[Text]:
──────────────────────────────

Question

A solid mixture of weight $5g$ consisting of lead nitrate and sodium nitrate was heated below ${600^o}C$ until the weight of the residue was constant. If the loss in weight is $28.0\%$, the weight of lead nitrate in the mixture is:
A. $3.32g$
B. $1.68g$
C. $3.87g$
D. $4.12g$

Answer 1

The number of moles of reactants and products should be balanced such that the loss in reactants shall compensate with the loss in the products. The two balanced chemical equations of the two compounds in the mixture shall be determined so that there shall not be any stoichiometric defaults.

Complete answer:
The additional loss in weights due to the formation of nitrogen dioxide and oxygen gases is
$= \dfrac{5}{{100}} \times 28 = 1.4g$
The chemical equations for the decomposition of lead nitrate and sodium nitrate are as follows:
$Pb{(N{O_3})_2} \to PbO + N{O_2} \uparrow + N{O_2} + {O_2}$
$\text{xg (x - y)g yg}$
$NaN{O_3} \to NaN{O_2} + {{dfrac{1}{2}}O_2}$
($5 - x$ ) ($3.6 - x + y$) ($1.4 - y$)
Where, $x =$ weight of lead nitrate taken initially
$y =$ weight of oxygen released
The number of moles of lead nitrate [$Pb{(N{O_3})_2}$ ] = number of moles of lead oxide [$PbO$ ]
As we know, the number of moles = $n = \dfrac{w}{{{M_w}}}$
Applying this in the above relation, we have:
$\dfrac{x}{{331}} = \dfrac{{(x - y)}}{{223}}$ …(i)

──────────────────────────────

[Provided data]:
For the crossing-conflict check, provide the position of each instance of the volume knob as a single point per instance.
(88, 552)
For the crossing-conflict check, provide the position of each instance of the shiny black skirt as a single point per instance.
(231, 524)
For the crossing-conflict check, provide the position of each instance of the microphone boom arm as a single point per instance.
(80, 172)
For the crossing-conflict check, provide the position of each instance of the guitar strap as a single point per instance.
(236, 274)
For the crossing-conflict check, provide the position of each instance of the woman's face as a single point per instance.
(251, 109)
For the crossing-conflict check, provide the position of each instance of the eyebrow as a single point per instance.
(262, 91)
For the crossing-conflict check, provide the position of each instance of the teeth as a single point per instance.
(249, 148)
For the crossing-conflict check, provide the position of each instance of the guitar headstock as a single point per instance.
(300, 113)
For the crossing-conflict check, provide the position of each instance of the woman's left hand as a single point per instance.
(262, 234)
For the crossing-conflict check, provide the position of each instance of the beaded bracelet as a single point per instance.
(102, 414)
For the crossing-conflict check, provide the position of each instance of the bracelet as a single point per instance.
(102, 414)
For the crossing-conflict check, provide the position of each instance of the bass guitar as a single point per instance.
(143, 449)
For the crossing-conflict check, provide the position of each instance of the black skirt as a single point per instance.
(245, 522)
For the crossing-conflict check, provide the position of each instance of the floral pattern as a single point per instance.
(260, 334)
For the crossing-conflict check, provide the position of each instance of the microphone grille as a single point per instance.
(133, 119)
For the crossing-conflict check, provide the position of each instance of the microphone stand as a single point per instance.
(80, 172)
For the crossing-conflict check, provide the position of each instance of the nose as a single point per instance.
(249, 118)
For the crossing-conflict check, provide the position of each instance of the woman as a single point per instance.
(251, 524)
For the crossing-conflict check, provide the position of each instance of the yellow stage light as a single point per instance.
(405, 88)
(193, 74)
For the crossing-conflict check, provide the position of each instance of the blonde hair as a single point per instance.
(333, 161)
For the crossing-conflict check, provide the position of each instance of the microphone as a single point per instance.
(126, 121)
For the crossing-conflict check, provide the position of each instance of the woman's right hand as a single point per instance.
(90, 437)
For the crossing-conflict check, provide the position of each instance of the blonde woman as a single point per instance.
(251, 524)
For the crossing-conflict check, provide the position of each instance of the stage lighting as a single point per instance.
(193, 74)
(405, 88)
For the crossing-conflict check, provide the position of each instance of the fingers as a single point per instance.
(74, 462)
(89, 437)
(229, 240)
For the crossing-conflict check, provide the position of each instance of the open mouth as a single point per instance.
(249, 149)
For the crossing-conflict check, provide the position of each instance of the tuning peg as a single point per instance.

──────────────────────────────

[Problem set]:
1. Please reproduce the passage of the lead nitrate problem from "The number of moles of reactants" to "any stoichiometric defaults." word for word.
2. Count the lines in the entries that contain the string "stage", treating case as significant, and give only the number.

[Results by task]:
1.
The number of moles of reactants and products should be balanced such that the loss in reactants shall compensate with the loss in the products. The two balanced chemical equations of the two compounds in the mixture shall be determined so that there shall not be any stoichiometric defaults.

2. 2